*** Opening of PASSAGE ***

Running out of gas leads to finds of prehistoric plant, animal eaters
Scientist stumbles on ancient remains
The polar desert of Devon Island once resembled the temperate forests of New Jersey during the early Miocene age, some 23 million years ago.
Where only the odd Arctic poppy grows today, stood pine, alder and birch. Deer grazed among the trees. Swans glided through nearby waters. And a small variety of rhinoceros roamed in search of grass and leaves to eat.
There were other animals, too. Natalia Rybczynski, a paleobiologist with the Museum of Nature in Ottawa, helped unearth two new discoveries with a shovel and other tools last month, during 10 days in the field.
She's not at liberty to describe exactly what sort of animals she's found, yet, other than one ate meat and the other ate plants. When her discovery is officially announced, it will be through a scientific journal.
One of the fossils, of the meat-eater, was discovered quite by accident, after the ATV used by Rybczynski and her three fellow researchers ran out of gas as they tried to cross a muddy stream, about one kilometre from camp.
While waiting for two others to return with a jerry can, Liz Ross, a masters student, decided to look for fossils. As she scuffed her foot across the dusty surface of the crater, and came across what turned out to be the top part of a leg bone of the creature.
The group spent the next several days screening more than 700 pounds of dirt at the site, and by the end, had found most of the skeleton.
Also accompanying Rybczynski was Mary Dawson, an esteemed paleontologist with the Carnegie Museum of Natural History in Pittsburgh, who first visited the site during the early 1980s.
During the trip Dawson brought her original field notes, and recalled how two decades ago she was greeted with snow, rather than the warm weather and blue skies that greeted them this trip.
Dawson helped unearth the skeleton of the small rhino during her work in the 1980s. The skeleton is remarkable because it's nearly intact. During this year's trip, the group managed to discover a few missing bones.
"We actually found a tooth that was missing," said Rybczynski.
Rybczynski says the discovery of the fossils provide a "broad-brush" picture of the climate in the past, and how animals adapted to it.
While the climate was much warmer when the rhino roamed Devon Island, the continents were still much as they are today. All the animals discovered at the site endured long, dark winters, followed by summers of perpetual sun.
They hope to determine details about the climate of the period, using a fancy and expensive technique called isotope analysis.
The two discoveries made this year show there's still much to be learned from the crater, Rybczynski said.
"We'll definitely return."
Rybczynski's trip was made possible thanks to support from the Polar Continental Shelf Project in Resolute Bay.

*** Close of PASSAGE ***
*** Opening of INFORMATION ***

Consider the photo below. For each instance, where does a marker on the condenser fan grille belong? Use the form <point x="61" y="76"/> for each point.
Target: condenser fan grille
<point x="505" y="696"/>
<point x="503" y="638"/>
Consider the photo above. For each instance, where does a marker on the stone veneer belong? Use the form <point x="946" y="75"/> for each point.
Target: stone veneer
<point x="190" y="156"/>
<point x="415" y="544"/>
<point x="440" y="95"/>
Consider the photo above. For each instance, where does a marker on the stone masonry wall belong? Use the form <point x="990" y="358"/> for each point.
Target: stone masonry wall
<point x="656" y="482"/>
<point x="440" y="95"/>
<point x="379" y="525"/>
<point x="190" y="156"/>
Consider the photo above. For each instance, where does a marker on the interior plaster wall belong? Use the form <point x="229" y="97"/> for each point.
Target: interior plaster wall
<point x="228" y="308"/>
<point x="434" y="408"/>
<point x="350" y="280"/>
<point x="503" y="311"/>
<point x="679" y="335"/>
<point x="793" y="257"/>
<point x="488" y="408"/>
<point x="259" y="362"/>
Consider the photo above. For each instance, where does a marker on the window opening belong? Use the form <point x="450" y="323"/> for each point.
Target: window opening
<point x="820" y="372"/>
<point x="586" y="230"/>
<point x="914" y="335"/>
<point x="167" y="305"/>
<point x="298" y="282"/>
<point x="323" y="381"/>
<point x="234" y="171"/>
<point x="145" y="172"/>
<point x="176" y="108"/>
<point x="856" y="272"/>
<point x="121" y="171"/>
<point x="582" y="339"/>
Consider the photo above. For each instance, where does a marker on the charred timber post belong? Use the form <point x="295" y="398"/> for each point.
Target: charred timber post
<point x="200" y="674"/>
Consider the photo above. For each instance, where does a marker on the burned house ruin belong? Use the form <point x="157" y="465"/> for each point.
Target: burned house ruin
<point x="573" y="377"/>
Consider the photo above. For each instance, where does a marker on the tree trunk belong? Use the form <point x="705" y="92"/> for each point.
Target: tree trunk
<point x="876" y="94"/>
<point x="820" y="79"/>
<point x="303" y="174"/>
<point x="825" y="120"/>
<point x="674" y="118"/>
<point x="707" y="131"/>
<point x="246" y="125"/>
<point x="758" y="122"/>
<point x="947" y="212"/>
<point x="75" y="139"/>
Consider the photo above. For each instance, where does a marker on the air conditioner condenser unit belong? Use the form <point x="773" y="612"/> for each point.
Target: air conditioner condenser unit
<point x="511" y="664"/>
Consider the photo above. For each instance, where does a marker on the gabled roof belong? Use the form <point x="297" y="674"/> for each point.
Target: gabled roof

*** Close of INFORMATION ***

In the Devon Island fossil article, how much dirt did the group screen at the site where the meat-eater's leg bone was found? The data are not needed for this task.

# EXERCISE RESPONSE:
More than 700 pounds.